A Perfect Day (2003)
by Pete McKee (born 1966)
Sheffield is not blessed with a wide array of art galleries. There's The Graves Gallery above The Central Library, The Sheffield Institute of Arts Gallery on Arundel Street and Weston Park Museum opposite The Children's Hospital.
The latter used to have four big display rooms but with the modernisation and expansion of the museum the gallery was reduced to just one big room. Yesterday, I was in the mood for absorbing some art so I ventured inside.
The on-going exhibition is of pictures associated with Sheffield going right back to the seventeenth century and right up to the present day.There was a fine selection of paintings but they weren't displayed well. The lighting was far too subdued and the artworks were hung at three different levels so to truly appreciate the top level pictures I would have needed a ladder. A torch (American: flashlight) would also have been useful.
The paintings show Sheffield's growth from a small market town into a fiery furnace of steel making and beyond that into the current post-industrial era.
|Banner Cross, Sheffield 1890|
by Albert Edward Boler (1864 - 1939)
As is often the case in British art galleries, there was a big sign warning that photography is not allowed. It is funny that we once visited the amazing Getty Art Museum in Los Angeles and there there was absolutely no problem with taking pictures. A member of the museum staff said, "Yeah sure! No problem. Go ahead and take as ,many picture as you like but please no flash!"
I pretended I hadn't seen the sign in Weston Park Museum and snapped a few pictures anyway - cunningly waiting until the security staff had walked past.
As you can see I have three pictures to share with you. The older oil painting in not very accomplished but the location is just fifty yards from this house, looking up Psalter Lane when it was just a rough track heading out of the city.
The two more modern pictures are by living local artists Joe Scarborough and Pete McKee. Both view their home city with affection and perhaps nostalgia for more innocent past times. Their styles are very distinctive - possibly because they were both self-taught and simply driven by twin passions for art and Sheffield.

## Problem statement
Reproduce, word for word, the passage of the museum visit post above that starts at "The paintings show" and ends after "had walked past.".

## Raw data
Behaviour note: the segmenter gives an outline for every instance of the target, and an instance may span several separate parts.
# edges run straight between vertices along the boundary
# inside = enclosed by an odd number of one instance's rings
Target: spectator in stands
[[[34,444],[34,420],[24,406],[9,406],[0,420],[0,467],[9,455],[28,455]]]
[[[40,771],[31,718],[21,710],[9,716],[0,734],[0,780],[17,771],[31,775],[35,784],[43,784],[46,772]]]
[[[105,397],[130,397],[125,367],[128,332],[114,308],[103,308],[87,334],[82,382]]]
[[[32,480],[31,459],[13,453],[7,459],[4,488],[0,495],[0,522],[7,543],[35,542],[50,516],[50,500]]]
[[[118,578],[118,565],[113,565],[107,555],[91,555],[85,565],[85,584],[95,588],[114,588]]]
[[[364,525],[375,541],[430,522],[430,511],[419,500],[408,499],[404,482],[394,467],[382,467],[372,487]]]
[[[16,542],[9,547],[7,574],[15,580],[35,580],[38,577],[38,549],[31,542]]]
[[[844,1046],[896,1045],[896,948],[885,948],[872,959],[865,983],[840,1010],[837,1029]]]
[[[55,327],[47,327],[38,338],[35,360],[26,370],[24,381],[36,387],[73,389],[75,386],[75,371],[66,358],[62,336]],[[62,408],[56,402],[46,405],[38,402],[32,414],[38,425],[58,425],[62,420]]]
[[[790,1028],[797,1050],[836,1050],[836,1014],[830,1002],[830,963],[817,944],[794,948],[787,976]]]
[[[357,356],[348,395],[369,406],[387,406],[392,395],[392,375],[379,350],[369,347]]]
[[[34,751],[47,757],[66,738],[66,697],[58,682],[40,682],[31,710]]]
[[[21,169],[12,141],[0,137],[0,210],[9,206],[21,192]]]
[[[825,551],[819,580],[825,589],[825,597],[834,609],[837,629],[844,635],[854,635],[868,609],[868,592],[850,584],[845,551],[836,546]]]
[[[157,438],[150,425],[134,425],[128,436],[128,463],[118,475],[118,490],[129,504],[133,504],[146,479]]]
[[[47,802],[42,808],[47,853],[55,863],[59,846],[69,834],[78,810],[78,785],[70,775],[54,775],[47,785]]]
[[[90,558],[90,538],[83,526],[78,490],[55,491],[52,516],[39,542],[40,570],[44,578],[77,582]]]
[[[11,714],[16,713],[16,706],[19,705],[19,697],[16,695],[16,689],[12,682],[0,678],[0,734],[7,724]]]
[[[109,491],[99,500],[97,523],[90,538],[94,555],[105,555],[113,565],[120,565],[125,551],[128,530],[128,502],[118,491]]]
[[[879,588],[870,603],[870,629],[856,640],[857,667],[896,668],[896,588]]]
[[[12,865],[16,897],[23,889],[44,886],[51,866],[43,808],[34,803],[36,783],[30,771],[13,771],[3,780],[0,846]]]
--
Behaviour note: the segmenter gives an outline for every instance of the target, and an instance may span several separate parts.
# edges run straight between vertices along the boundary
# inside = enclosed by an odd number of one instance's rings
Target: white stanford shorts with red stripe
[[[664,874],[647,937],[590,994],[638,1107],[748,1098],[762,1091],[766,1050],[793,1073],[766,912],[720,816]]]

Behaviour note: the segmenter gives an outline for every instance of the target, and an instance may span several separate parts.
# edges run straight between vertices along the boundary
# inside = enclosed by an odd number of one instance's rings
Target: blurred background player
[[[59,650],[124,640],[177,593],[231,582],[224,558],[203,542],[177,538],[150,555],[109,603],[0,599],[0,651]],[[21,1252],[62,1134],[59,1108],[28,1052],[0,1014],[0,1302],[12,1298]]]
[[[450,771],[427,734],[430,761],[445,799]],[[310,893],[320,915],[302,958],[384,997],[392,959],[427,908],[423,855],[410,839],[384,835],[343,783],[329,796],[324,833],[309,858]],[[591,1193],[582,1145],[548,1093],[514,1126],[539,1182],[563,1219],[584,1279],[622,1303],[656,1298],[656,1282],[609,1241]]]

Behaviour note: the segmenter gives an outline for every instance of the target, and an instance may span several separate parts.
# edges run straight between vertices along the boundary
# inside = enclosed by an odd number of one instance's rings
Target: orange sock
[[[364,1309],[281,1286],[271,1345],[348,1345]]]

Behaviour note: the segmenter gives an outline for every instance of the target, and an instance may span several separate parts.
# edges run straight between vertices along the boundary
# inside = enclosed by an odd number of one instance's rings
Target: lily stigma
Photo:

## Result below
The paintings show Sheffield's growth from a small market town into a fiery furnace of steel making and beyond that into the current post-industrial era.
|Banner Cross, Sheffield 1890|
by Albert Edward Boler (1864 - 1939)
As is often the case in British art galleries, there was a big sign warning that photography is not allowed. It is funny that we once visited the amazing Getty Art Museum in Los Angeles and there there was absolutely no problem with taking pictures. A member of the museum staff said, "Yeah sure! No problem. Go ahead and take as ,many picture as you like but please no flash!"
I pretended I hadn't seen the sign in Weston Park Museum and snapped a few pictures anyway - cunningly waiting until the security staff had walked past.